DIRECTIONS FOR THIS TASK:
Emit only the lines from the line containing "Would you mind pinning the scissors blade" through the last line of the entries, unchanged.

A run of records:

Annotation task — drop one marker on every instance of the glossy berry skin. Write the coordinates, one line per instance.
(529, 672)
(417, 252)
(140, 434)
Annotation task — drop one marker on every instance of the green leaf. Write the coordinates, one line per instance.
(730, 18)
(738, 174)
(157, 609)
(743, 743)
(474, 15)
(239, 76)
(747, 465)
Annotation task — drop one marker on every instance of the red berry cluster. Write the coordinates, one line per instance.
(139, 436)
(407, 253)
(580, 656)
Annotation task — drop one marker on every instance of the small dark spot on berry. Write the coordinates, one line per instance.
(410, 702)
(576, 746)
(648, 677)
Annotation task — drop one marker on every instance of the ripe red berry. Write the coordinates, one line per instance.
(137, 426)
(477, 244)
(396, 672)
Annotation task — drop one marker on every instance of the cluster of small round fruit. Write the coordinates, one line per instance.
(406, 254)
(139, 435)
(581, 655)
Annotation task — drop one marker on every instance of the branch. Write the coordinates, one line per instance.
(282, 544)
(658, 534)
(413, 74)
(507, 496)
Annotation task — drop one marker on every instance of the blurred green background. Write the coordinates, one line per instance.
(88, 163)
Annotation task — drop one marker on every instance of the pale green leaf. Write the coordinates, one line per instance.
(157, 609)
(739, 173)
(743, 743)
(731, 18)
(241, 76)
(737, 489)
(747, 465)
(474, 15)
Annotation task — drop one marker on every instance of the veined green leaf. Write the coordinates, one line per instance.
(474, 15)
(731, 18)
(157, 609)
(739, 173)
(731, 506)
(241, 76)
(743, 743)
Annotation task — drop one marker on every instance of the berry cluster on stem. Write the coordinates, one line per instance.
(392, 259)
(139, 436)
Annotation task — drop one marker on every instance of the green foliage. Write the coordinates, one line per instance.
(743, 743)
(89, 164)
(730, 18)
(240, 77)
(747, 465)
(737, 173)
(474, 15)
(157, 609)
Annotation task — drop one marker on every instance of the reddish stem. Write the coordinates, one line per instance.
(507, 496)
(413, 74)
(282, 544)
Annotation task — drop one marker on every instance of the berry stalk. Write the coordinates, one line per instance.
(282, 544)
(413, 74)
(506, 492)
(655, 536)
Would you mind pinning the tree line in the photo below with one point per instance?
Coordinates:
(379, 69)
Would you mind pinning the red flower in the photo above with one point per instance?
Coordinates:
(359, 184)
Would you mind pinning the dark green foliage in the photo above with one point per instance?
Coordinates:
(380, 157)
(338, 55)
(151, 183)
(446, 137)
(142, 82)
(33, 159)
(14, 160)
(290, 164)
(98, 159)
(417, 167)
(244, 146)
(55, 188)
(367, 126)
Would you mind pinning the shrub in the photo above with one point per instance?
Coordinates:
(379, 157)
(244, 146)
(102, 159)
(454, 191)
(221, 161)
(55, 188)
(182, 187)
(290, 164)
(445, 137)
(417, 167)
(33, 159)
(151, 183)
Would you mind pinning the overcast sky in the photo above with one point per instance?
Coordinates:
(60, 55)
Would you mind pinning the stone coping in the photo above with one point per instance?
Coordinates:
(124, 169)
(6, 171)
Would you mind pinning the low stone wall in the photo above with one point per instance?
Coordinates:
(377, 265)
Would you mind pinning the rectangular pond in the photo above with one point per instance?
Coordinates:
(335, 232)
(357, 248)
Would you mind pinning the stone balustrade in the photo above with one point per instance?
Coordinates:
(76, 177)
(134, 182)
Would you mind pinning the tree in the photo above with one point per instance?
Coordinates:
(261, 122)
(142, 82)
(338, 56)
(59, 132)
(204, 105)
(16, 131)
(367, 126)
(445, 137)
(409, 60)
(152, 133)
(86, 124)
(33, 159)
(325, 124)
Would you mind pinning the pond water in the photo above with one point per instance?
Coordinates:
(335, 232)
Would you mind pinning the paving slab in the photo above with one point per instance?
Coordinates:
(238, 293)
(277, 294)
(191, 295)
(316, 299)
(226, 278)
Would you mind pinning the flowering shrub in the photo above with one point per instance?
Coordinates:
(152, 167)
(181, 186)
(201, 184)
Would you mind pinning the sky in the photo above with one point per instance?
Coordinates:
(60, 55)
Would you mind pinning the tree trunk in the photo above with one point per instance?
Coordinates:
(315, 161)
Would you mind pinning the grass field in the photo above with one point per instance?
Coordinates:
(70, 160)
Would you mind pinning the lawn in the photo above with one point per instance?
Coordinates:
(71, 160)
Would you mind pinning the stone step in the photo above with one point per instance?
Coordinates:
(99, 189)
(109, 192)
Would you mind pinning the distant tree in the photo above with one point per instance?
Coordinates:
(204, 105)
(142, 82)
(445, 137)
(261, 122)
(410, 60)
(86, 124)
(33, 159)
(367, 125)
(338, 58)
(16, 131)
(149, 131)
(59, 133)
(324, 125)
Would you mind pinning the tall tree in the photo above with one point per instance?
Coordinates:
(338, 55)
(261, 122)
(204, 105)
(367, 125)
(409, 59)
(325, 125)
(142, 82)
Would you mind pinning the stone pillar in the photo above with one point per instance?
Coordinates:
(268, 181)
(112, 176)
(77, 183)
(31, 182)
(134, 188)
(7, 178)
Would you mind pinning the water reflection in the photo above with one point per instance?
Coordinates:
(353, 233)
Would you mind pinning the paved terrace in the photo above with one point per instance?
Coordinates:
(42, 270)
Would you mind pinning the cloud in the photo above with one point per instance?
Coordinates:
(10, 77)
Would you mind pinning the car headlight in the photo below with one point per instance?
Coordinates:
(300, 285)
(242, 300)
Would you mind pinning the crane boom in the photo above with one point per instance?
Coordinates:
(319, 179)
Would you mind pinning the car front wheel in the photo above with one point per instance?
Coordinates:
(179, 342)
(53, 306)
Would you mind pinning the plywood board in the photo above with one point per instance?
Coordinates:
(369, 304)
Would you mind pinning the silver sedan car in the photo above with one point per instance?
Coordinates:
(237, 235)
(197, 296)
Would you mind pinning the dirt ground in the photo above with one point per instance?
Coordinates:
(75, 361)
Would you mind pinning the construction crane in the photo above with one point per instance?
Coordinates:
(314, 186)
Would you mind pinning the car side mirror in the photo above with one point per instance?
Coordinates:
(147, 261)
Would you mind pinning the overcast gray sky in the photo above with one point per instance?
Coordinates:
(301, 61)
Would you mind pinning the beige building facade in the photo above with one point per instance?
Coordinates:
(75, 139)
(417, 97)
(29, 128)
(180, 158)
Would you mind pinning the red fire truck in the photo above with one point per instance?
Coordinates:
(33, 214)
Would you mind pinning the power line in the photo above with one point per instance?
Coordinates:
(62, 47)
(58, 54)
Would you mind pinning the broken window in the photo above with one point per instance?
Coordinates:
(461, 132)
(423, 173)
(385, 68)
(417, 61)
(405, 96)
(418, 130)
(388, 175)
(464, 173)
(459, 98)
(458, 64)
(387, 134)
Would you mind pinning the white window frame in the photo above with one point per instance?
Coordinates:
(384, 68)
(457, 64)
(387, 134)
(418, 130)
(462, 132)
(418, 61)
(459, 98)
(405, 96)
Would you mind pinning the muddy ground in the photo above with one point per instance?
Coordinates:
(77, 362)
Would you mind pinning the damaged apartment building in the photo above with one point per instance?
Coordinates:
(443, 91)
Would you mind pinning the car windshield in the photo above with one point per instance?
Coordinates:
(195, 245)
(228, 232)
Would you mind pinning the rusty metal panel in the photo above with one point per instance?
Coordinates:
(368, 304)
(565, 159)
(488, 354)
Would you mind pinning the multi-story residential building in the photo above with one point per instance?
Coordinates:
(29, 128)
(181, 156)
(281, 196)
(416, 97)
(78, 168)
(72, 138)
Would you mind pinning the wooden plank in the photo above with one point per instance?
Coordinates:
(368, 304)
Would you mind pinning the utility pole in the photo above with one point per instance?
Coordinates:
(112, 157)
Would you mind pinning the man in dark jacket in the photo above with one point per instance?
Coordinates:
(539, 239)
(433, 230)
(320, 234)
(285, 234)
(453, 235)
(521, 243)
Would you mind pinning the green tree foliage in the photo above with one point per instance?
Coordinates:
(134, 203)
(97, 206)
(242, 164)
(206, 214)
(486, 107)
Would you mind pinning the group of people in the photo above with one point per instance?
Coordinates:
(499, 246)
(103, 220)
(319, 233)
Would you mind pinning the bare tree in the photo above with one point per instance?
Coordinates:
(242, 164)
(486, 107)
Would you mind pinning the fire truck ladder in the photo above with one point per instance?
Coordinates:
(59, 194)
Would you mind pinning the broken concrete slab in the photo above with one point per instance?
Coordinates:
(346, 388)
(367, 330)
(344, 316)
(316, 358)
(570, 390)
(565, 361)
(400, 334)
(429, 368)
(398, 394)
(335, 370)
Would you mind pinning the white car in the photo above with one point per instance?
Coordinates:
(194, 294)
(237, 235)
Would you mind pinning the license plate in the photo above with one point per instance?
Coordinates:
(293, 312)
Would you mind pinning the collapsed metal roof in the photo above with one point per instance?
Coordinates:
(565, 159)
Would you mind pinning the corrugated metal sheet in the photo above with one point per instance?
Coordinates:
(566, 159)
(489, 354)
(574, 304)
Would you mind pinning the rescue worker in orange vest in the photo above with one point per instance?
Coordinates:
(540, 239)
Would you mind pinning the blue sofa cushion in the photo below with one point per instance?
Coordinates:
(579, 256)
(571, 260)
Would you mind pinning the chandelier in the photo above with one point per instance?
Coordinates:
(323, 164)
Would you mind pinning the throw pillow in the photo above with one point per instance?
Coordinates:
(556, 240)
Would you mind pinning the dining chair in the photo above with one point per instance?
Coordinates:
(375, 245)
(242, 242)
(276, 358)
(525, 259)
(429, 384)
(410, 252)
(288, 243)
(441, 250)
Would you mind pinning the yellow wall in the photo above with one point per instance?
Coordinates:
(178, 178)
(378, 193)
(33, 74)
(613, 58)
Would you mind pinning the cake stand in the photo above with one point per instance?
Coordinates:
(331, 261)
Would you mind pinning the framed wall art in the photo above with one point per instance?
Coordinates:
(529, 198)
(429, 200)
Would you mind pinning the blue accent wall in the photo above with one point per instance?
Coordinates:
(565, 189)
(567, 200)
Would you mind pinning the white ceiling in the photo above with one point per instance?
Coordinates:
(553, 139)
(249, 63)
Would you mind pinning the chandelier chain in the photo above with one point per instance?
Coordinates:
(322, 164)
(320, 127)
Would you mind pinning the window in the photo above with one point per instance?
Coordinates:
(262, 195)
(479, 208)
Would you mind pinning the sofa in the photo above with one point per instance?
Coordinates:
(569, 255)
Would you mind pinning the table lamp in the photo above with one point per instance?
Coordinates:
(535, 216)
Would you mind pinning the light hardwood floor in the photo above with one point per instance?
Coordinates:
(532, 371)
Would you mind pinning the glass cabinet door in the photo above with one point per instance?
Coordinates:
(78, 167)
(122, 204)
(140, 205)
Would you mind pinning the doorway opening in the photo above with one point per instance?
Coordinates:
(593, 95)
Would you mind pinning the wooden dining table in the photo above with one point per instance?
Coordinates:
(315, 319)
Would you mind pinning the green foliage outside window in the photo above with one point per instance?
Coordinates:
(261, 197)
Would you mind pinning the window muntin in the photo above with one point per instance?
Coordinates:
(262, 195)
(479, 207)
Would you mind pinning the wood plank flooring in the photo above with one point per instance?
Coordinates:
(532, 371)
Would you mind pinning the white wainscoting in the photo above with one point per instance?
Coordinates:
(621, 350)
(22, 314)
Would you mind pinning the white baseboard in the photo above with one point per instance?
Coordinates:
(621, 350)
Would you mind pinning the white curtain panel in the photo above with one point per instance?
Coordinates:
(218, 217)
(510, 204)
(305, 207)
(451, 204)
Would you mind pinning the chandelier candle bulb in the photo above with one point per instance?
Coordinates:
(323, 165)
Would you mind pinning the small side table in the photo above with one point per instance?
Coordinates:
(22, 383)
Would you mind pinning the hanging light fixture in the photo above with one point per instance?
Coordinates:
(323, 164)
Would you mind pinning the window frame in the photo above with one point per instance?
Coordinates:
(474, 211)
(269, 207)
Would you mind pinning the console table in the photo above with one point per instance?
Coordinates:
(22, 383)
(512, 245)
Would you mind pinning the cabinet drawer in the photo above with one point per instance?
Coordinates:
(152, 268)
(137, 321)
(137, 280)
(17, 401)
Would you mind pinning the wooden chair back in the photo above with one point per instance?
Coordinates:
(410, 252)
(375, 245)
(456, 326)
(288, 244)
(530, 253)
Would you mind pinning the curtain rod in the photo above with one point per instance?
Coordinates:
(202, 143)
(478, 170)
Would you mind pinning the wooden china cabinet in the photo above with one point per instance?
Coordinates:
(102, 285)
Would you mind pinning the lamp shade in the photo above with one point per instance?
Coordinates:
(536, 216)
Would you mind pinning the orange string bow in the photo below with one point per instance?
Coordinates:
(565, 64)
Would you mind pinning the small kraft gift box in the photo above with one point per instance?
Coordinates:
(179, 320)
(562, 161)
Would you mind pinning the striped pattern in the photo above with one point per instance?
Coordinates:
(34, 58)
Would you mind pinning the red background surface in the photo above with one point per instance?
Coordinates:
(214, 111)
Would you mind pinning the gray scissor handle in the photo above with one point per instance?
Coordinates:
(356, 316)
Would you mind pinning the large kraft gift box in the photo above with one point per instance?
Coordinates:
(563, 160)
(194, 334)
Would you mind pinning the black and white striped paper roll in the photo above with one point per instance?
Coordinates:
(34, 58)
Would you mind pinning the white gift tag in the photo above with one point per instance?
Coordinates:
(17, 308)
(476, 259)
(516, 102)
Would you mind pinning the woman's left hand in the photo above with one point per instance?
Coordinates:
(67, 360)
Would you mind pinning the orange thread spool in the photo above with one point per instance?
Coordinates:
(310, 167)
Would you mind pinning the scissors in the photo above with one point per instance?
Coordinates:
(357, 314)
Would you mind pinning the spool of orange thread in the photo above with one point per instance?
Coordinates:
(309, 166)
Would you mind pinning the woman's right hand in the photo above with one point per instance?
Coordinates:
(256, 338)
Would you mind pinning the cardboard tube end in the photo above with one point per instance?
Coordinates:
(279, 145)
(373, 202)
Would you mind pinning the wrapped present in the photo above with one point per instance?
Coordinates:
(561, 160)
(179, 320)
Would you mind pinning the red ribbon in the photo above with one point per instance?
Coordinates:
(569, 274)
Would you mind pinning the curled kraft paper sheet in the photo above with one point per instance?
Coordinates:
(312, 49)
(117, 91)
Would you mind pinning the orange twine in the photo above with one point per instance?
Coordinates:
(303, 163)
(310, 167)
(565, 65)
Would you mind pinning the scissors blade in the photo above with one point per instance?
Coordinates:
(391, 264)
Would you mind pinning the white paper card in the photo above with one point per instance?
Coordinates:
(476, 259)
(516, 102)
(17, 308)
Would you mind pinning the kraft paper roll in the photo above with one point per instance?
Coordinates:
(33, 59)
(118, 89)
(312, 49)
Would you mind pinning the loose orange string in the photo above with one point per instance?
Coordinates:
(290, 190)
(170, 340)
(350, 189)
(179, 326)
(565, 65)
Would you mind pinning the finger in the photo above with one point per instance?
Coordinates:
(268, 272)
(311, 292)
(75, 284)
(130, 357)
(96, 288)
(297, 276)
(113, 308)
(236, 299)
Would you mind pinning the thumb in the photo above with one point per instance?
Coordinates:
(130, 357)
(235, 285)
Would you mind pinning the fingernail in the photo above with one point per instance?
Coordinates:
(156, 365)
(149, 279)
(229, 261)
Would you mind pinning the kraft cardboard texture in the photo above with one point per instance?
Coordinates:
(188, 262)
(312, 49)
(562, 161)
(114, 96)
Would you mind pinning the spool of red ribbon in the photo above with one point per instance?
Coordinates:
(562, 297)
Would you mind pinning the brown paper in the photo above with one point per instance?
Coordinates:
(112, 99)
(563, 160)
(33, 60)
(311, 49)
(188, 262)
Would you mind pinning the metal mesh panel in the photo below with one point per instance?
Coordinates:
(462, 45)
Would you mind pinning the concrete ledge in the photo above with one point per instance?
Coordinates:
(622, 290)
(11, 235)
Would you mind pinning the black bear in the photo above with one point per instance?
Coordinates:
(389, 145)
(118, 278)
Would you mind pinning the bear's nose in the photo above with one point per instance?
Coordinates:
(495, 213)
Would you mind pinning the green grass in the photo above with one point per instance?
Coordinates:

EXPECTED ANSWER:
Would you mind pinning the scissors blade in the photo above with one point per instance?
Coordinates:
(391, 264)
Would you mind pinning the white paper card in the photo above with one point per instance?
Coordinates:
(476, 259)
(516, 102)
(17, 308)
Would you mind pinning the kraft paper roll in the photo above with one point per instance?
Coordinates:
(33, 59)
(118, 89)
(312, 49)
Would you mind pinning the loose orange string in the photo above with one point per instance?
Coordinates:
(290, 190)
(170, 340)
(350, 189)
(179, 326)
(565, 65)
Would you mind pinning the finger in the photo above with one point per instance?
Coordinates:
(268, 272)
(311, 292)
(75, 284)
(130, 357)
(96, 288)
(297, 276)
(113, 308)
(236, 299)
Would you mind pinning the thumb in the photo above with one point per instance?
Coordinates:
(130, 357)
(235, 285)
Would you mind pinning the fingernail in the photo above with one point per instance?
Coordinates:
(156, 365)
(149, 279)
(229, 261)
Would you mind pinning the kraft cardboard texture in the photo above with one point per instance?
Coordinates:
(188, 262)
(312, 49)
(562, 161)
(114, 96)
Would you mind pinning the spool of red ribbon in the photo above with one point per instance?
Coordinates:
(562, 297)
Would you mind pinning the brown paper in the photo above with one point per instance?
Coordinates:
(112, 99)
(563, 160)
(33, 60)
(311, 49)
(188, 262)
Would you mind pinning the metal mesh panel in the photo below with one point per instance?
Coordinates:
(462, 45)
Would you mind pinning the concrete ledge in the photo above with one point per instance?
Coordinates:
(622, 290)
(11, 235)
Would you mind pinning the black bear in the photo above with one point per instance?
Coordinates:
(389, 145)
(118, 278)
Would you mind pinning the bear's nose in the photo above with one point per instance?
Coordinates:
(495, 213)
Would you mind pinning the green grass in the photo above with one point per instance?
Coordinates:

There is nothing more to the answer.